Recopiez le passage de l'extrait situé entre "Désireux de rassurer" et "pour la profession.", bornes incluses, en renommant "démarche qualité" en "démarche de certification".

§ Extrait du document:
+ + + +

Sébastien Guérard, premier secrétaire général de la FFMKR, a manifesté son enthousiasme pour la démarche qualité. |
L’oreille attentive de Nicolas Revel
Le directeur de la Cnamts, Nicolas Revel, a d’emblée affirmé qu’il était “très favorable” à la démarche qualité et que c’était “le plus puissant vecteur d’économies” qu’il connaisse : “Cela coûte cher de ne pas soigner les gens à temps ! Il faut au contraire prodiguer le juste soin au bon moment”, a-t-il insisté.
Désireux de rassurer l’auditoire, il a précisé qu’il ne fallait y voir “aucune volonté de contrôle” mais au contraire “un élément structurant pour la profession”. Si l’assurance maladie n’a pas de rôle à jouer dans le fait qu’une profession se lance (ou non) dans une démarche qualité, elle peut intervenir “en l’intégrant dans le cadre de nouveaux modes de rémunération con-ventionnels”. Mais pas n’importe comment ni à n’importe quel prix, l’aide de l’assurance maladie ne devant pas se réduire à une “indemnisation du temps perdu”. Selon lui, plusieurs pistes de réflexion peuvent être envisagées, comme “l’intégration de la ROSP par les masseurs-kinésithérapeutes”. Voilà qui n’est pas tombé dans l’oreille d’un sourd, alors qu’un nouveau cycle de négociations doit s’ouvrir en fin d’année pour la profession.

+ + + +

§ Informations extraites:
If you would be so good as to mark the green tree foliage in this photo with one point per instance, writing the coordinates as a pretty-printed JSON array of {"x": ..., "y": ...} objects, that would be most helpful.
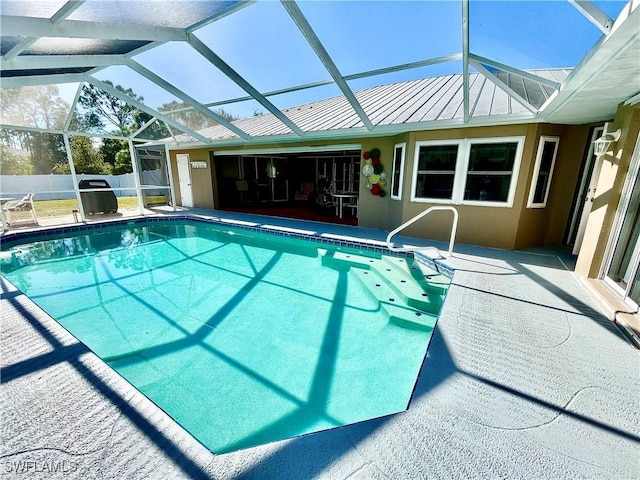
[
  {"x": 123, "y": 163},
  {"x": 86, "y": 159},
  {"x": 103, "y": 112},
  {"x": 190, "y": 117},
  {"x": 14, "y": 162},
  {"x": 100, "y": 111},
  {"x": 38, "y": 106}
]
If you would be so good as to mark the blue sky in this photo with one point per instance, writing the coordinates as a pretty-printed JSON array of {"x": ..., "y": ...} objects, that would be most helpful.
[{"x": 263, "y": 44}]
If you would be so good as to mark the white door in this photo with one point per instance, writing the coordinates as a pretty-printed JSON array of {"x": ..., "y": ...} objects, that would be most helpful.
[
  {"x": 184, "y": 179},
  {"x": 589, "y": 180}
]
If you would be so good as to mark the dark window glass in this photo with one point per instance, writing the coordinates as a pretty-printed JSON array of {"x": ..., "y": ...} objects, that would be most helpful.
[
  {"x": 435, "y": 186},
  {"x": 490, "y": 171},
  {"x": 436, "y": 171},
  {"x": 397, "y": 168},
  {"x": 492, "y": 157},
  {"x": 440, "y": 157}
]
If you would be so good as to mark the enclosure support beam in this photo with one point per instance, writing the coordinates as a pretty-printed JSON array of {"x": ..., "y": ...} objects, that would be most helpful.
[
  {"x": 74, "y": 177},
  {"x": 172, "y": 188},
  {"x": 592, "y": 13},
  {"x": 239, "y": 80},
  {"x": 465, "y": 60},
  {"x": 136, "y": 176},
  {"x": 503, "y": 86},
  {"x": 154, "y": 113},
  {"x": 305, "y": 28},
  {"x": 515, "y": 71},
  {"x": 161, "y": 82}
]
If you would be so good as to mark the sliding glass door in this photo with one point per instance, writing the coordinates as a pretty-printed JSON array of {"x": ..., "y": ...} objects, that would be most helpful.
[{"x": 623, "y": 272}]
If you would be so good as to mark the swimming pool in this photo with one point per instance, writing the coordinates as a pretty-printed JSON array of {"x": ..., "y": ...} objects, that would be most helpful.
[{"x": 241, "y": 336}]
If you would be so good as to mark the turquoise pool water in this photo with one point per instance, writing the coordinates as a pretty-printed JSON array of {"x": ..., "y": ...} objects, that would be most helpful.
[{"x": 243, "y": 338}]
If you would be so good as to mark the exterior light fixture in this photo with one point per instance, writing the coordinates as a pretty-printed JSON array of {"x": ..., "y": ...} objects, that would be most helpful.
[{"x": 602, "y": 144}]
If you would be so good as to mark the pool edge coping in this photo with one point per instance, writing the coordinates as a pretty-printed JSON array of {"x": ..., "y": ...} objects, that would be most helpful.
[{"x": 14, "y": 238}]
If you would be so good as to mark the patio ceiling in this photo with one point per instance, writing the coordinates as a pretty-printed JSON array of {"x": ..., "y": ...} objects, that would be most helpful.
[{"x": 81, "y": 41}]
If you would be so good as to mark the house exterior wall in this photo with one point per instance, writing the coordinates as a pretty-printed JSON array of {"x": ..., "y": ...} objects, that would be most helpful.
[
  {"x": 566, "y": 178},
  {"x": 202, "y": 179},
  {"x": 615, "y": 169},
  {"x": 510, "y": 227}
]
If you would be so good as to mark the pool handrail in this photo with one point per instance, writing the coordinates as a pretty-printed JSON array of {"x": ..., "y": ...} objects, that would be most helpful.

+ + + +

§ Solution ci-dessous:
Désireux de rassurer l’auditoire, il a précisé qu’il ne fallait y voir “aucune volonté de contrôle” mais au contraire “un élément structurant pour la profession”. Si l’assurance maladie n’a pas de rôle à jouer dans le fait qu’une profession se lance (ou non) dans une démarche de certification, elle peut intervenir “en l’intégrant dans le cadre de nouveaux modes de rémunération con-ventionnels”. Mais pas n’importe comment ni à n’importe quel prix, l’aide de l’assurance maladie ne devant pas se réduire à une “indemnisation du temps perdu”. Selon lui, plusieurs pistes de réflexion peuvent être envisagées, comme “l’intégration de la ROSP par les masseurs-kinésithérapeutes”. Voilà qui n’est pas tombé dans l’oreille d’un sourd, alors qu’un nouveau cycle de négociations doit s’ouvrir en fin d’année pour la profession.